Supplied records:
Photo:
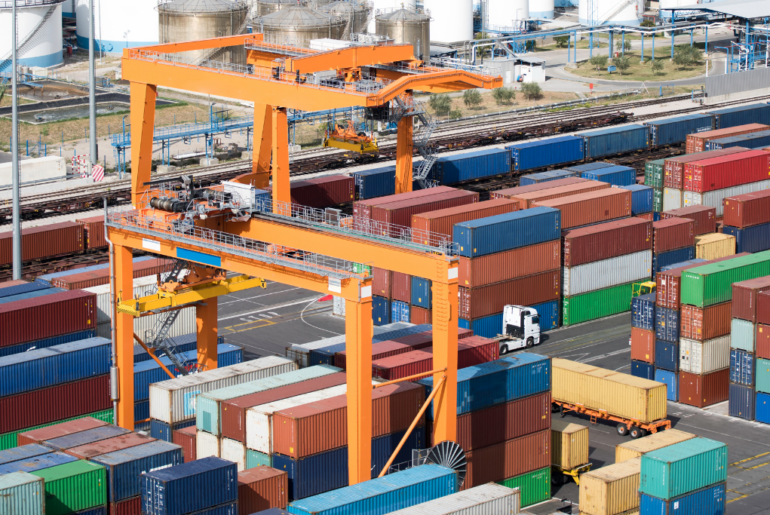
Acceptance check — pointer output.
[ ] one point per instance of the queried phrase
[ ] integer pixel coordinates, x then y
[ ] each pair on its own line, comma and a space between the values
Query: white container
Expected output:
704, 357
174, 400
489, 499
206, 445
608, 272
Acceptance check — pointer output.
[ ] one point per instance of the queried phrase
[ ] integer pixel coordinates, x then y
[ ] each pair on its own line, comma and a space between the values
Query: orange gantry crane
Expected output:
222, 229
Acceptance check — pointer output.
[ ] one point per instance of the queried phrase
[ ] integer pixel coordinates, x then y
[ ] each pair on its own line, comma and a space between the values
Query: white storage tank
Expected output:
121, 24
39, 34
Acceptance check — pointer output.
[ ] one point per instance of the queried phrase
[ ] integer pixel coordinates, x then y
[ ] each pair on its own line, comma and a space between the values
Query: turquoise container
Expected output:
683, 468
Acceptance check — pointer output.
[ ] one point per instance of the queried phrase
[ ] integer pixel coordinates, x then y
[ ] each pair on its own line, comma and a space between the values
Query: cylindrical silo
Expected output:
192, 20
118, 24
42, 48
...
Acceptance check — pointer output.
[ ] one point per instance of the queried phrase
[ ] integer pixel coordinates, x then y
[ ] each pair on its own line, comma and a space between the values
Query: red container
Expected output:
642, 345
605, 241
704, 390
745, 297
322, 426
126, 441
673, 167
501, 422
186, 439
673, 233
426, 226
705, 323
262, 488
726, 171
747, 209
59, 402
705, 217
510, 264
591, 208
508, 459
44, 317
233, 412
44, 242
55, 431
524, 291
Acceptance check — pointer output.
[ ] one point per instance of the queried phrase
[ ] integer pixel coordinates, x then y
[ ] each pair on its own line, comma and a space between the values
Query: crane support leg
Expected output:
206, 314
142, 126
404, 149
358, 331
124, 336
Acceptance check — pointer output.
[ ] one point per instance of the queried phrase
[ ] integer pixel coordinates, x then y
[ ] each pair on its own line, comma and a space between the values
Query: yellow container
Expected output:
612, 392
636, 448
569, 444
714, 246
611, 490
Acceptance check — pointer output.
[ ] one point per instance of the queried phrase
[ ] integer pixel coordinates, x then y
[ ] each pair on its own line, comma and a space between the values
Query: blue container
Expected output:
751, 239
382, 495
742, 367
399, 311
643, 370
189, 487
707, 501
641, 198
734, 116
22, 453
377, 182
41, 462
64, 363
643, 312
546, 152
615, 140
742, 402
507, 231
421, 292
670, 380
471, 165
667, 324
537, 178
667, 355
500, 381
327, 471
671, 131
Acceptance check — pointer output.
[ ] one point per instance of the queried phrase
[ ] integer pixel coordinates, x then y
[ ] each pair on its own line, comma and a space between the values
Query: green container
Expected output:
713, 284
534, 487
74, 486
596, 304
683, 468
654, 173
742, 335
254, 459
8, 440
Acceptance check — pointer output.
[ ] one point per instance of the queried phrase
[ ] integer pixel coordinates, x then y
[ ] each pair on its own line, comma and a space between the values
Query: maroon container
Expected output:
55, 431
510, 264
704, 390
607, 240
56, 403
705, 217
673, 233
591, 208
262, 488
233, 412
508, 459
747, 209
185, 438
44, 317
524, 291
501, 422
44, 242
...
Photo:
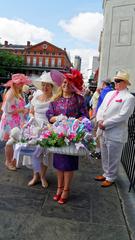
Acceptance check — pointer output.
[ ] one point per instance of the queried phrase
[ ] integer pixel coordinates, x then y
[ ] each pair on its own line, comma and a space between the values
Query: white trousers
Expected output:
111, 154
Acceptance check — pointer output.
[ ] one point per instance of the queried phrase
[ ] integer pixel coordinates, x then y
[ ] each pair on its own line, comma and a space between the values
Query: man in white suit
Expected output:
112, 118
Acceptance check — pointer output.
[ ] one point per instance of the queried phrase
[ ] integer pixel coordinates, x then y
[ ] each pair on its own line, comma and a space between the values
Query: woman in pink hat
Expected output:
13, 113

Task description: State how many lines in the rows above contain the word "crane", treating uppercase and lowercase as distinct. Respond with the number alone.

Output below: 2